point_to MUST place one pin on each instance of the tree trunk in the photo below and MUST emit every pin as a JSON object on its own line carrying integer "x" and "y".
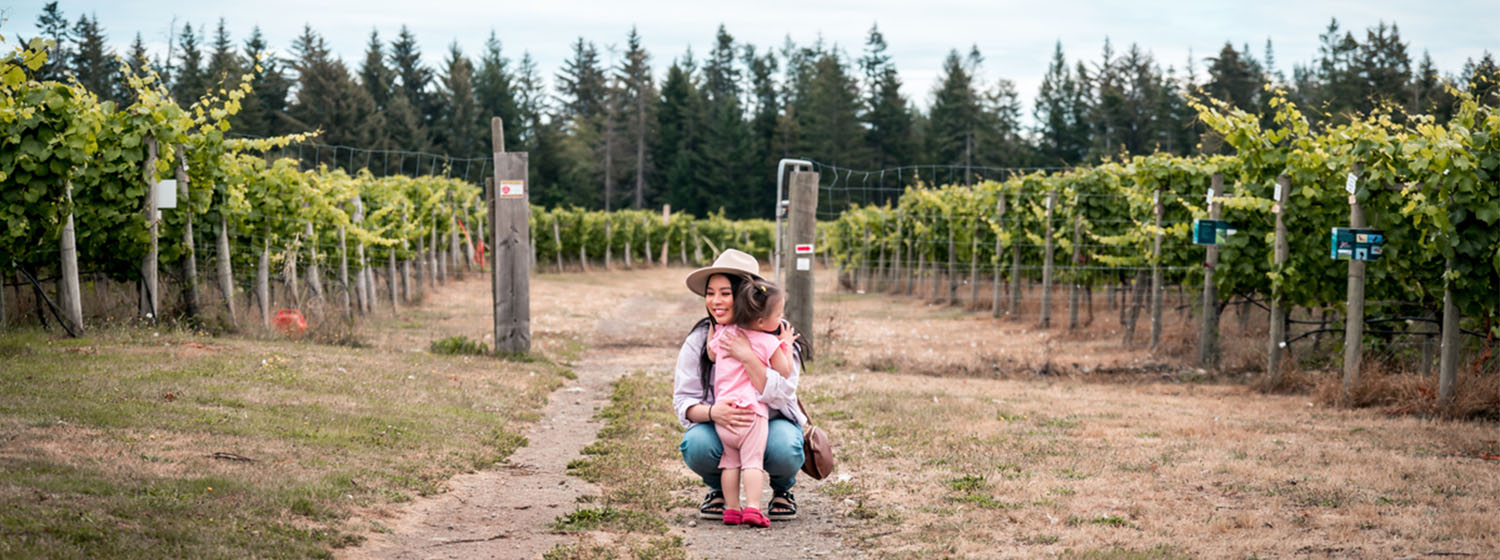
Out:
{"x": 149, "y": 287}
{"x": 189, "y": 246}
{"x": 314, "y": 275}
{"x": 263, "y": 283}
{"x": 344, "y": 270}
{"x": 68, "y": 290}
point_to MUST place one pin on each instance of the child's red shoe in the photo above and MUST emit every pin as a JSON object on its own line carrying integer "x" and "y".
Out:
{"x": 753, "y": 517}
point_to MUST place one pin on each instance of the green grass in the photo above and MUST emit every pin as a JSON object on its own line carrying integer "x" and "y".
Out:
{"x": 108, "y": 437}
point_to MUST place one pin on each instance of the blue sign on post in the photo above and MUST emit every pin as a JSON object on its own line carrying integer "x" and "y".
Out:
{"x": 1361, "y": 245}
{"x": 1211, "y": 231}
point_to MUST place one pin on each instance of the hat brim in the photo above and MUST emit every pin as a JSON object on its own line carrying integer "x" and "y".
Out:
{"x": 698, "y": 280}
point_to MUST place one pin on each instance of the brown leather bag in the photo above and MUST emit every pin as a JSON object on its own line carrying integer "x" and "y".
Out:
{"x": 818, "y": 451}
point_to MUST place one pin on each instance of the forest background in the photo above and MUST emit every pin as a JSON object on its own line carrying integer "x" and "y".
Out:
{"x": 627, "y": 134}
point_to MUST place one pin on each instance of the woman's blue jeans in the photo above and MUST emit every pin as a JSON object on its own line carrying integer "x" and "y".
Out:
{"x": 783, "y": 452}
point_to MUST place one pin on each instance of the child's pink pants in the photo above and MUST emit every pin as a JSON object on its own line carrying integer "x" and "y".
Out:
{"x": 744, "y": 446}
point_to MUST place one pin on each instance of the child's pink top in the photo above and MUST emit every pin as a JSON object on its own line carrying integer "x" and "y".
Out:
{"x": 731, "y": 382}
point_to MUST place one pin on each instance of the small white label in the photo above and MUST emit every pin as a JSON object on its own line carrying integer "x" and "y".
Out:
{"x": 167, "y": 194}
{"x": 512, "y": 189}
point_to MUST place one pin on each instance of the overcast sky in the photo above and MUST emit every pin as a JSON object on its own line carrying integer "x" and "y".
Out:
{"x": 1014, "y": 38}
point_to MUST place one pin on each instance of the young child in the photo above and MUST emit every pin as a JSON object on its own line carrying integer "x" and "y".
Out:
{"x": 756, "y": 314}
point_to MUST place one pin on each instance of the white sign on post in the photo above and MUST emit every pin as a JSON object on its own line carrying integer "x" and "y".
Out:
{"x": 167, "y": 194}
{"x": 512, "y": 189}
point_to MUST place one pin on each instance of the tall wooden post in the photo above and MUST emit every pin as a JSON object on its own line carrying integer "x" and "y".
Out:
{"x": 68, "y": 289}
{"x": 1355, "y": 305}
{"x": 510, "y": 215}
{"x": 1278, "y": 311}
{"x": 1208, "y": 332}
{"x": 150, "y": 296}
{"x": 995, "y": 304}
{"x": 1448, "y": 353}
{"x": 801, "y": 230}
{"x": 1046, "y": 264}
{"x": 225, "y": 272}
{"x": 1155, "y": 276}
{"x": 1074, "y": 273}
{"x": 189, "y": 246}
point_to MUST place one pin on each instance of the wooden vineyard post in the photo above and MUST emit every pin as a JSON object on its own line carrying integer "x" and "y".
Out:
{"x": 803, "y": 231}
{"x": 344, "y": 269}
{"x": 1448, "y": 353}
{"x": 1074, "y": 272}
{"x": 68, "y": 290}
{"x": 953, "y": 266}
{"x": 225, "y": 272}
{"x": 1355, "y": 305}
{"x": 510, "y": 216}
{"x": 314, "y": 275}
{"x": 557, "y": 242}
{"x": 1278, "y": 313}
{"x": 1155, "y": 276}
{"x": 1208, "y": 332}
{"x": 191, "y": 255}
{"x": 1046, "y": 264}
{"x": 995, "y": 304}
{"x": 149, "y": 293}
{"x": 974, "y": 264}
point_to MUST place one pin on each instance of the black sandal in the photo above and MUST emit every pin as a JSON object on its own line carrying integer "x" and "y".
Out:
{"x": 713, "y": 506}
{"x": 783, "y": 506}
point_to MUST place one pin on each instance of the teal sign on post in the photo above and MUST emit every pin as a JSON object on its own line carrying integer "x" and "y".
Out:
{"x": 1361, "y": 245}
{"x": 1211, "y": 231}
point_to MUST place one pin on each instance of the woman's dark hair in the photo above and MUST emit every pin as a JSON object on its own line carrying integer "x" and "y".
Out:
{"x": 753, "y": 301}
{"x": 705, "y": 367}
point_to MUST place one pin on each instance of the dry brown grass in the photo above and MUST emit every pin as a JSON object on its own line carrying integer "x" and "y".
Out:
{"x": 965, "y": 436}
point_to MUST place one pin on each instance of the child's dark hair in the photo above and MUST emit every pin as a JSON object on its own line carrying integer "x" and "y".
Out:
{"x": 753, "y": 301}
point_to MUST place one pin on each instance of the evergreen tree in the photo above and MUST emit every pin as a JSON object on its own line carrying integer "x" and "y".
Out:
{"x": 329, "y": 99}
{"x": 581, "y": 83}
{"x": 1386, "y": 68}
{"x": 411, "y": 81}
{"x": 458, "y": 128}
{"x": 375, "y": 77}
{"x": 93, "y": 62}
{"x": 138, "y": 59}
{"x": 224, "y": 66}
{"x": 954, "y": 116}
{"x": 54, "y": 27}
{"x": 1233, "y": 80}
{"x": 681, "y": 120}
{"x": 639, "y": 99}
{"x": 189, "y": 78}
{"x": 263, "y": 111}
{"x": 885, "y": 114}
{"x": 494, "y": 92}
{"x": 1061, "y": 128}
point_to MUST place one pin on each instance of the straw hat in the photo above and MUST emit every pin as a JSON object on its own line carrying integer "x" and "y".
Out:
{"x": 731, "y": 261}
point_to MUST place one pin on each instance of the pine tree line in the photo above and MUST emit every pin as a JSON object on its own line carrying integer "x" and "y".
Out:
{"x": 609, "y": 135}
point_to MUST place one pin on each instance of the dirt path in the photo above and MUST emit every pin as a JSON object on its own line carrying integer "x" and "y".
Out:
{"x": 506, "y": 512}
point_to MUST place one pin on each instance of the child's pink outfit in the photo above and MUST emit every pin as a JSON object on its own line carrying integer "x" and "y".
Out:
{"x": 744, "y": 448}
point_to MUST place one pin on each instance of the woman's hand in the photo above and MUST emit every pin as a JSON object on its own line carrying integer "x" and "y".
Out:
{"x": 788, "y": 334}
{"x": 738, "y": 347}
{"x": 723, "y": 413}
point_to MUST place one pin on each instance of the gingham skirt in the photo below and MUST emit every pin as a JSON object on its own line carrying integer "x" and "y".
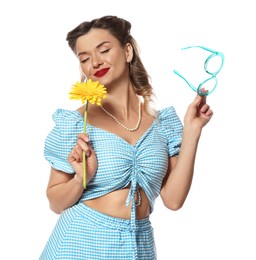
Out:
{"x": 82, "y": 233}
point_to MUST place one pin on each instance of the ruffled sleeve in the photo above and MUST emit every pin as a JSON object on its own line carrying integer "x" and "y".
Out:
{"x": 62, "y": 138}
{"x": 171, "y": 127}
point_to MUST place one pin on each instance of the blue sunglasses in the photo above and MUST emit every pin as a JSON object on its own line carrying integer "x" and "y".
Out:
{"x": 200, "y": 89}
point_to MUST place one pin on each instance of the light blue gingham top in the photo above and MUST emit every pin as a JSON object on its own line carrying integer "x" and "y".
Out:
{"x": 120, "y": 164}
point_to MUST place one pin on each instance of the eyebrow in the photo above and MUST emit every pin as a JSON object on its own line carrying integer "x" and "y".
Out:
{"x": 98, "y": 46}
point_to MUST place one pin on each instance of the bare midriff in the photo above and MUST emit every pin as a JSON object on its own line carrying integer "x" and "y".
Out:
{"x": 114, "y": 204}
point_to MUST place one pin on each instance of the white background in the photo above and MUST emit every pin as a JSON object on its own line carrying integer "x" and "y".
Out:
{"x": 37, "y": 70}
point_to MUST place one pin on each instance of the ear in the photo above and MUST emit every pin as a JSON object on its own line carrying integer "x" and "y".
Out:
{"x": 128, "y": 52}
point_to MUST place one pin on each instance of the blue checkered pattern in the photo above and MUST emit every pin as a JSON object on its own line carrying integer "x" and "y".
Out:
{"x": 120, "y": 164}
{"x": 82, "y": 233}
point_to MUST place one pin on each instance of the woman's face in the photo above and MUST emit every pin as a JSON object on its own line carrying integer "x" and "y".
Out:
{"x": 102, "y": 58}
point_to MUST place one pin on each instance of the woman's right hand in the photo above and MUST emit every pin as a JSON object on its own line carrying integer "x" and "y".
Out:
{"x": 75, "y": 158}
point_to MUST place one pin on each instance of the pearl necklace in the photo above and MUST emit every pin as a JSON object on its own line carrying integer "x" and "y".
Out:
{"x": 119, "y": 123}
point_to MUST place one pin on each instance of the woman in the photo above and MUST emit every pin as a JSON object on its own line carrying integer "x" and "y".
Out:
{"x": 133, "y": 153}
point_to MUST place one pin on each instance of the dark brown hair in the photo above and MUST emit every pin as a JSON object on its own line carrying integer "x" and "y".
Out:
{"x": 120, "y": 29}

______________________________

* _Task brief_:
The last part of the records is the answer, beginning at the line that holds "the woman in" and including the final line, repeated exactly.

* _Answer to this task_:
point_to MUST place one pin on each instance of the woman in the photo above and MUST emit every pin as a JSON object on its own line carrying integer "x" and "y".
Out:
{"x": 133, "y": 153}
point_to MUST place one pin on each instance of the dark brown hair in the photo above and MUST emit every pin as a JSON object on its own line carrying integer "x" and "y".
Out:
{"x": 120, "y": 29}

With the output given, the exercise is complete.